==== ENTRIES SHOWN ====
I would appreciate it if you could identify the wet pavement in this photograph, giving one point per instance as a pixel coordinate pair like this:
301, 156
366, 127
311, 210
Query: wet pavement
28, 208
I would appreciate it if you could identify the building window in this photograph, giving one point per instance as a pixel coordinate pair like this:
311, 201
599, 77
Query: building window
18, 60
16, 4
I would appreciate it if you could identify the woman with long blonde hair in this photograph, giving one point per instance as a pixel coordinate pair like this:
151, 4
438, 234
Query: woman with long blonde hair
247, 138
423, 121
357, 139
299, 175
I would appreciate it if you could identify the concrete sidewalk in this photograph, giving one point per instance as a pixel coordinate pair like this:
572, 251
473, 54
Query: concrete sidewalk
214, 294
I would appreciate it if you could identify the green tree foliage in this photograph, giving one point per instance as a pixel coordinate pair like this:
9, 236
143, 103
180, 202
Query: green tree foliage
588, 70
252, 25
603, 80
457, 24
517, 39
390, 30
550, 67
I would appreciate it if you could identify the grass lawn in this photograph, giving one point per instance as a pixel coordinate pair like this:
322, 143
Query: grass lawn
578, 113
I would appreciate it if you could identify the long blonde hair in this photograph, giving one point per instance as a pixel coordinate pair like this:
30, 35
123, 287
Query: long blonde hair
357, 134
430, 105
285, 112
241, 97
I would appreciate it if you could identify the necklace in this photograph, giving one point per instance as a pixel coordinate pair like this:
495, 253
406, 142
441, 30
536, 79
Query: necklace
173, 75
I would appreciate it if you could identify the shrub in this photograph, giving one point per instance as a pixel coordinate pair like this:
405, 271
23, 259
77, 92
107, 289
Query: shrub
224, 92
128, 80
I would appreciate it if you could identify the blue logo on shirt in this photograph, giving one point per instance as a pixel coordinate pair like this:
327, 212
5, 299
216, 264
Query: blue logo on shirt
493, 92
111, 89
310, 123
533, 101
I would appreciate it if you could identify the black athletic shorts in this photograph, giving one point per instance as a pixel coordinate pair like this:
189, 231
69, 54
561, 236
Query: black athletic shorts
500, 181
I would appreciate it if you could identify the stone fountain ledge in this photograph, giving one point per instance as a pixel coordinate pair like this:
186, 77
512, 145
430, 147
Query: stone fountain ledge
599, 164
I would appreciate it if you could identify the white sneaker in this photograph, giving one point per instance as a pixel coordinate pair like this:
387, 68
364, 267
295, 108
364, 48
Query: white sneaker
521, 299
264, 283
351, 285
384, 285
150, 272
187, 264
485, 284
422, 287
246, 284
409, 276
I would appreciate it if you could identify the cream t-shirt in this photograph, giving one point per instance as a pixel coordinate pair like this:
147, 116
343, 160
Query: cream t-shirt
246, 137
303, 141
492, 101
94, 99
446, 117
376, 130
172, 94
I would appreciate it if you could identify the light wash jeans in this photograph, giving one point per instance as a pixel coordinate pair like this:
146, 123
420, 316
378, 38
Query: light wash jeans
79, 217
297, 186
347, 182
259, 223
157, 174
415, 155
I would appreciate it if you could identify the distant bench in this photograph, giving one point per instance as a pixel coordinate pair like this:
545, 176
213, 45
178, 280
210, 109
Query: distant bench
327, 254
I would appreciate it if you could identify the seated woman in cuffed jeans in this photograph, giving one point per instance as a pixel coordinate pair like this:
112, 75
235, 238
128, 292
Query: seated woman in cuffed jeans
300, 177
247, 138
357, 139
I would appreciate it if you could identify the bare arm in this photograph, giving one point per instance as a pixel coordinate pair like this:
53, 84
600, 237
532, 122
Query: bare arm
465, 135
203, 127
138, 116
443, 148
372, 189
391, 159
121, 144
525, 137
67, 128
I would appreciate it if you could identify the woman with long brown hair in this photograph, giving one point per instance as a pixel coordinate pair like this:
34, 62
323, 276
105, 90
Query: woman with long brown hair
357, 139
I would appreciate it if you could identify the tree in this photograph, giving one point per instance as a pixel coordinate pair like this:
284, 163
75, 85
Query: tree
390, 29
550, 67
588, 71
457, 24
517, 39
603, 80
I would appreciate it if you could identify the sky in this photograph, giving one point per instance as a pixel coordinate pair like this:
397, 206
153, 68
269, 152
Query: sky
====
§ **TASK OBJECTIVE**: Send back all of the entries exactly, with nothing missing.

§ **SOLUTION BELOW**:
I would appreciate it if you could identify the wet pavement in this photograph, giving one point per instance as a pixel coordinate pair like this:
301, 156
366, 127
311, 210
Query: wet pavement
28, 208
I would appreciate it if you could identify the building window in this photograph, giving one point per instance as a pixel coordinate pair like this:
311, 201
599, 77
Query: building window
18, 60
16, 4
I would appreciate it if you could identify the woman with long blonde hair in this photograph, giving one point per instance as a pixel coordinate pair like this:
151, 4
438, 234
Query: woman with long blonde hair
247, 138
423, 121
357, 139
299, 175
I would appreciate it if you could identify the concrete sidewalk in this photograph, giving one point per instance as a pixel coordinate pair like this:
572, 251
473, 54
Query: concrete sidewalk
214, 294
I would appreciate it if you could identify the green tree foliage in this photograph, giving one point per instance as a pixel coordinate pair like this:
9, 236
143, 103
180, 202
Query: green tree foliage
588, 70
252, 25
603, 80
457, 24
517, 39
390, 30
550, 67
I would appreciate it if you could identify the grass lawn in this photograph, giving one point per instance as a pixel coordinate pair like this:
322, 143
Query: grass lawn
578, 113
I would appreciate it if you could identify the long blonde hair in this photograph, giving one point per instance as a pixel coordinate pair like this:
30, 35
123, 287
Query: long blonde hair
357, 134
430, 105
285, 112
241, 97
I would appreciate it if you could identify the necklace in this photograph, giving one point per instance as a pixel coordinate pair like this:
495, 253
406, 142
441, 30
536, 79
Query: necklace
173, 75
I would appreciate it if you could identify the shrub in this photograph, giving one point per instance as a pixel coordinate pair like this:
405, 271
23, 259
77, 92
107, 289
Query: shrub
224, 92
128, 80
I would appreciate it if you could identify the blue logo on shirt in this photograph, giving one point per instance as a pixel coordinate pair like this:
327, 212
5, 299
216, 264
Query: blue logo on shirt
493, 92
111, 89
310, 123
533, 101
I would appreciate it if you could identify the black athletic shorts in this photograph, giving one point per instance as a pixel coordinate pair like this:
189, 231
69, 54
561, 236
Query: black athletic shorts
500, 181
I would appreciate it if you could identify the stone fountain ledge in this photograph, giving one point per instance as a pixel coordinate pair like this:
186, 77
512, 145
430, 147
Query: stone fountain ledge
599, 164
I would appreciate it if you could identify the white sneaker in this photograph, giving one point per instance as a pixel coordinate pair like this:
387, 68
364, 267
295, 108
364, 48
Query: white sneaker
521, 299
264, 283
351, 285
384, 285
150, 272
187, 264
485, 284
422, 287
246, 284
409, 276
I would appreciate it if you could identify the cream t-shirt in this photograph, giving one point per instance as a pixel coordinate pair like this:
147, 116
343, 160
Query: cream t-shirt
246, 137
303, 141
492, 101
94, 99
446, 117
376, 130
172, 94
I would appreciate it if you could identify the light wash jeans in this photograph, giving one point per instance as a pixel coordinate pair like this:
146, 123
420, 316
378, 38
Query: light wash jeans
79, 217
297, 186
347, 182
259, 223
157, 174
415, 155
I would appreciate it if you could identify the distant bench in this photograph, giving one point per instance as a pixel coordinate pair like this:
545, 176
213, 45
178, 280
210, 109
Query: distant bench
327, 254
I would appreciate it if you could identify the seated woman in cuffed jeans in this photograph, giving one point per instance as a pixel coordinate pair like this:
112, 75
235, 238
128, 292
Query: seated woman in cuffed jeans
300, 177
247, 138
357, 139
I would appreciate it if you could identify the bare arm in this photograph, giving one point per instance as a pixel coordinate pair like this:
53, 84
600, 237
532, 122
Query: bare arm
465, 135
203, 127
138, 116
443, 148
372, 189
391, 159
121, 144
525, 137
67, 128
I would appreciate it if you could identify the woman with long brown hair in this photograph, giving one point per instance as a pixel coordinate pair like this:
34, 62
323, 276
105, 90
Query: woman with long brown hair
357, 139
I would appreciate it if you could identify the tree in this photograph, giving one point per instance as a pixel coordinate pair like this:
284, 163
75, 85
Query: tree
390, 29
550, 67
588, 71
457, 24
517, 39
603, 80
I would appreciate it if you could identify the sky in this photograph, giving one point per instance as a pixel coordinate pair like this:
397, 206
153, 68
269, 152
Query: sky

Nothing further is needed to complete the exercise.